[What you should do]:
Drop all images and give the records again exactly.

[Records from a data collection]:
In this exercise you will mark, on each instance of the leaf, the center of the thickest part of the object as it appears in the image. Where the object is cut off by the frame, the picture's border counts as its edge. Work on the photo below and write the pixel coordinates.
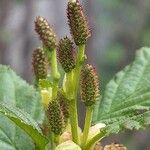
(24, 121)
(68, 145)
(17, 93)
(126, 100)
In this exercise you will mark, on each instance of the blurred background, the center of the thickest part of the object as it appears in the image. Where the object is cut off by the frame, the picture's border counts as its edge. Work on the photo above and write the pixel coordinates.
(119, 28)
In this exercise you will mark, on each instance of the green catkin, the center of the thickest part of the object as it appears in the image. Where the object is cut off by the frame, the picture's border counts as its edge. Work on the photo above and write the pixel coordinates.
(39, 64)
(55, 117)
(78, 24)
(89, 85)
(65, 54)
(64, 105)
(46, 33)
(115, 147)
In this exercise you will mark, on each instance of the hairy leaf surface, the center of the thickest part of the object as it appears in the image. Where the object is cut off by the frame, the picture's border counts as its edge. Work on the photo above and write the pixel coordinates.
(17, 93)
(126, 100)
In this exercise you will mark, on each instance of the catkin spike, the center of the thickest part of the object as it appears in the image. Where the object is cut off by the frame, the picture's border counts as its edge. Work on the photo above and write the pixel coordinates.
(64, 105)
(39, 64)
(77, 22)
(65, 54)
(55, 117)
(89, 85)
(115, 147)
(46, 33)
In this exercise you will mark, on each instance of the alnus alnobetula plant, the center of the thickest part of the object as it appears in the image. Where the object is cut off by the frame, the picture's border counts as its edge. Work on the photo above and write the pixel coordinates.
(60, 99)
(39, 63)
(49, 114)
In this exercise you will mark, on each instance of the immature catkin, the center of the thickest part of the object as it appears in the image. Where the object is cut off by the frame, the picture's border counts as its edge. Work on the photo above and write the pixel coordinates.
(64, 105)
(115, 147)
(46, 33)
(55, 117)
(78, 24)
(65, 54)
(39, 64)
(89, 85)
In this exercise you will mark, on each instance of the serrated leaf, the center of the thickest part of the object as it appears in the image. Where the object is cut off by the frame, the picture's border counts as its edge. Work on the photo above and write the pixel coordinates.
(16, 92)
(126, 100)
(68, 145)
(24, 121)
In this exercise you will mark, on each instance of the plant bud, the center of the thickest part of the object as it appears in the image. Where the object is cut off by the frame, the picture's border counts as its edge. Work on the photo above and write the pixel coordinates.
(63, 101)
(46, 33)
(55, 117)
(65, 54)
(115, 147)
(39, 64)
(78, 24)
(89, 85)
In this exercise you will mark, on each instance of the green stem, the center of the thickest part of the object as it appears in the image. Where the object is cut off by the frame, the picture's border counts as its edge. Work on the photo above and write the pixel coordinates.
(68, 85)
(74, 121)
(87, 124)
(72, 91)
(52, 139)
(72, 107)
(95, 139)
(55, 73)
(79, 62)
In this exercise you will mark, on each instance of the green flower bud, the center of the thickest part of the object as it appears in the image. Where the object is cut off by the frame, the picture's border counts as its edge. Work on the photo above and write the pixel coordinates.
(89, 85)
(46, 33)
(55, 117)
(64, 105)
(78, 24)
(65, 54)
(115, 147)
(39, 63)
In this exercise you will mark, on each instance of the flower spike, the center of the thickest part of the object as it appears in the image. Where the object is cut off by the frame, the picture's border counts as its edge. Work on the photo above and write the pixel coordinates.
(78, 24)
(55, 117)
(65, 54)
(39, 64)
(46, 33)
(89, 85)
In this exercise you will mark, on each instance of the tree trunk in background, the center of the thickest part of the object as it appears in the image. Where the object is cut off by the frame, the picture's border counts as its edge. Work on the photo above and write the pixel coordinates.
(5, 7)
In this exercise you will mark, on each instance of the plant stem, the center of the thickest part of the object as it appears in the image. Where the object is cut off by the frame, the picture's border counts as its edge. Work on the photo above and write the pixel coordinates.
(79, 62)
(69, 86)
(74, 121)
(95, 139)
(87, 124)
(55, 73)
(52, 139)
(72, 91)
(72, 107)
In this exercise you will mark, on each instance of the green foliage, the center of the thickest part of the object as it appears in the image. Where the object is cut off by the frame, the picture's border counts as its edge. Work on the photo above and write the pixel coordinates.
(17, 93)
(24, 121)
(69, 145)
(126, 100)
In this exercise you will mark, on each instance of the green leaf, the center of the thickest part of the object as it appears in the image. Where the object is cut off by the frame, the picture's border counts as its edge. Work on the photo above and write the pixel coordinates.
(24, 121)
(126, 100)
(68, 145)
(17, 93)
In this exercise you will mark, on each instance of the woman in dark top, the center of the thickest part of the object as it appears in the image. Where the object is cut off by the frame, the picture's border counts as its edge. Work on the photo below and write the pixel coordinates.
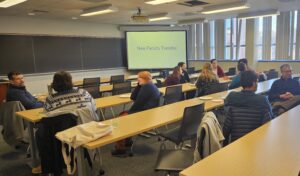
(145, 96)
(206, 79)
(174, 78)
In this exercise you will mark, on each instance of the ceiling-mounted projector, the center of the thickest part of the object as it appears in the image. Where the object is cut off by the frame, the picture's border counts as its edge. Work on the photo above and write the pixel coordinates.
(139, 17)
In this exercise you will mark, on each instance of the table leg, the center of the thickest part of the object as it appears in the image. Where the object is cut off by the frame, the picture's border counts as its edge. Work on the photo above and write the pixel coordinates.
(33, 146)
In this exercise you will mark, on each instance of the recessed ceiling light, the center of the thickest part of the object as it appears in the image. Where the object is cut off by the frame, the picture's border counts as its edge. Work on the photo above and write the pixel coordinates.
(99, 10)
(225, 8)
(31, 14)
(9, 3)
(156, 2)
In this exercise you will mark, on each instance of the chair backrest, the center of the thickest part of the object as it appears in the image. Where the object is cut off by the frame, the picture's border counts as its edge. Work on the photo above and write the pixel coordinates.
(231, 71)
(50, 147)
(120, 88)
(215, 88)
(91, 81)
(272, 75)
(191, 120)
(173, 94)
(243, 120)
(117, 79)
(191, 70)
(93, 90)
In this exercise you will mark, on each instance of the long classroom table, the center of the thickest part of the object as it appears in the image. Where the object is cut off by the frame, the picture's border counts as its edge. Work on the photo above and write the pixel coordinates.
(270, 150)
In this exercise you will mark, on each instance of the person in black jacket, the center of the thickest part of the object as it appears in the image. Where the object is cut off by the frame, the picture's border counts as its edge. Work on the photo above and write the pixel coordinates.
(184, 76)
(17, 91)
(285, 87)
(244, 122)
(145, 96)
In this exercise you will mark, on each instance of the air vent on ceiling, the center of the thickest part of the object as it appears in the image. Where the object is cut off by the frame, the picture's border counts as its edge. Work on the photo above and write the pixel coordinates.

[Result for this task]:
In this exercise you will mark, on each instance of the leaf, the center of the thickest part of the object as it appears in the image. Where the object is cut off by the frame, the picture's border counts as its edge. Work on the photo below and write the pixel coordinates.
(24, 121)
(68, 145)
(17, 93)
(126, 100)
In this exercise you will mark, on each instance of the blurred background, the center of the thickest part of the object as it appears in the image. Where the object is cut off by the frame, the picture's border counts as its edge. Work on the photo above and write the pixel coordinates.
(119, 28)
In this exercise you will mark, on each instance of the green catkin, the center of the thickest part of the object as it appears in the image. Where the object is cut off by the frame, the picture's border counts as its edge. Work on the photo above and write the pixel coordinates.
(39, 64)
(55, 117)
(78, 24)
(89, 85)
(65, 54)
(64, 105)
(46, 33)
(115, 147)
In this exercise you will mark, on each instance of the hairy leaf surface, the center of the thickest part of the object as it appears in the image. Where the object is cut off by the frame, the picture's border counts as its edge. Work on the photo above and write the pixel coordinates.
(17, 93)
(126, 100)
In this exercise you will mark, on each instance of the catkin spike, the center of the thickest part of the object as it appears in the image. Where the object is cut off by the frame, the picture's border counts as its edge. Work on the photo above and write the pixel coordinates.
(64, 105)
(39, 64)
(77, 22)
(65, 54)
(55, 117)
(89, 85)
(115, 147)
(46, 33)
In this exercise you will mark, on each instance of the alnus alnobetula plant, the center of the thickest part of the object as it appears in the image. Where the object is cut off by the frame, the picture's border counts as its edge. Work on the photo above and write the pixel coordinates.
(60, 99)
(39, 63)
(49, 114)
In this exercise you will mark, on each instance of the immature catkin, the center of the thickest part of the object as it appears in the image. Where the object is cut off by the frame, the picture's border counts as its edge. Work on the photo above and write the pixel coordinates.
(64, 105)
(115, 147)
(46, 33)
(55, 117)
(78, 24)
(65, 54)
(39, 64)
(89, 85)
In this exercise you will mark, on each instance of the serrated leaf, the center of the thickest part of the object as it appears in the image. Where the object is cut off by the frame, the picture's border counts as its edge. Work on the photo above and write the pixel coordinates.
(16, 92)
(126, 100)
(68, 145)
(24, 121)
In this exercise you will mark, on each instance of the plant bud, the center of the thickest part of the object as it appears in the image. Where the object is cut off by the frame, the picture's border counts as its edge. Work on the photo above and write the pixel coordinates.
(63, 101)
(46, 33)
(55, 117)
(65, 54)
(115, 147)
(39, 64)
(78, 24)
(89, 85)
In this exercise you will mark, on each instance of the green stem, the center of the thickest part of the object as it appears in the image. Where the object is cut off by the frame, the picture's border counts as its edge. Work on the photo above and write the pixel coordinates.
(68, 85)
(74, 121)
(87, 124)
(72, 91)
(52, 139)
(72, 107)
(95, 139)
(55, 73)
(79, 62)
In this exercise you will mark, on each instance of the green flower bud, the center of the thickest part of the object as it appears in the image. Where the object is cut off by the frame, the picture's border counts as its edge. Work on the photo above and write the pixel coordinates.
(89, 85)
(46, 33)
(55, 117)
(64, 105)
(78, 24)
(65, 54)
(115, 147)
(39, 63)
In this exercise you will mark, on each instance of the flower spike, the center of the thickest part of the object as it appears in the image. Where the object is cut off by the frame, the picture's border counts as its edge. Work on the photo above and write the pixel coordinates.
(78, 24)
(55, 117)
(65, 54)
(39, 64)
(46, 33)
(89, 85)
In this exercise you will mark, on each instance of the tree trunk in background, the center of the thickest part of the object as it appears in the image. Where the object is cut off by the frame, the picture's border counts as its edge. Work on the photo above and write the pixel coordinates.
(5, 7)
In this exercise you will mark, on each instance of the plant stem, the center of the thickest part of the object as it appears in the image. Where the object is cut off by the frame, the picture's border counts as its edge. Work on the photo above and write the pixel coordinates.
(79, 62)
(69, 86)
(74, 121)
(95, 139)
(87, 124)
(55, 73)
(52, 139)
(72, 91)
(72, 107)
In this exercise you will mark, on each instance of the green foliage, the center of the thickest part of the object as it appears in the image. Where the object is cut off by the frame, the picture's border counts as its edge. Work on the photo above and write the pixel coordinates.
(17, 93)
(24, 121)
(69, 145)
(126, 100)
In this exercise you will mark, on each instance of the green leaf, the center of the thickest part of the object as it appears in the image. Where the object is cut off by the frame, the picture's border counts as its edge. Work on the photo above and write the pixel coordinates.
(24, 121)
(126, 100)
(68, 145)
(17, 93)
In this exercise you will mark, on each instance of the woman in dark top, the center of the thickest part of the object as it appears in the image. Where the object is cut off by the frame, the picture's border counts as its edge. Work on the photo below and write the pixel coordinates.
(145, 96)
(206, 79)
(174, 78)
In this exercise you will mark, on each instance of the ceiling-mounted projector, the center of the thickest part of the object as it appears in the image. Where the object is cut off by the frame, the picture's border counts as its edge. Work on the photo above and write the pixel coordinates.
(139, 17)
In this exercise you will mark, on each instance of the table leg, the center of the thickest part of the object as it appears in the image. Where the object is cut off by the frame, the picture's border counts as its edge. Work on the photo above and write the pixel coordinates.
(33, 146)
In this exercise you will mark, on each instance of the recessed ceiling light, the center of the thickest part of the object as it appears in the image. Where the object is cut off by the frame, the picture's border counts as its edge. Work on the photo above and write the pixel coordinates.
(99, 10)
(225, 8)
(31, 14)
(9, 3)
(156, 2)
In this exercise you will mark, on each instance of the chair backrest, the center of the thickest part of the object as it appears in the image. Where the object is cut off by the frame, the picture's border counts as its edge. Work on the photo above and write the pixel coordinates.
(231, 71)
(50, 147)
(120, 88)
(215, 88)
(91, 81)
(272, 75)
(191, 120)
(173, 94)
(243, 120)
(117, 79)
(191, 70)
(93, 90)
In this exercise you will mark, on each instance of the long classroom table, the center of the thickest part of the object as it appears in the image. Where the object is cut off by the frame, the picture's border counts as its edge. Work on the photo above and write the pixel coordinates.
(270, 150)
In this exercise you will mark, on each instance of the person in black jacket, the center of the thickest part of the object as it appears in the image. Where the object is cut off by the frame, the picture's border counts as its edge. Work on the photo above and write the pixel coordinates.
(184, 76)
(17, 91)
(285, 87)
(244, 122)
(145, 96)
In this exercise you will mark, on each instance of the air vent on ceiling, the center of the thickest part of the object as it appears in the image. Where the object is cut off by the frame, the picture's border counts as its edge. Work on the photo above and write the pixel coordinates.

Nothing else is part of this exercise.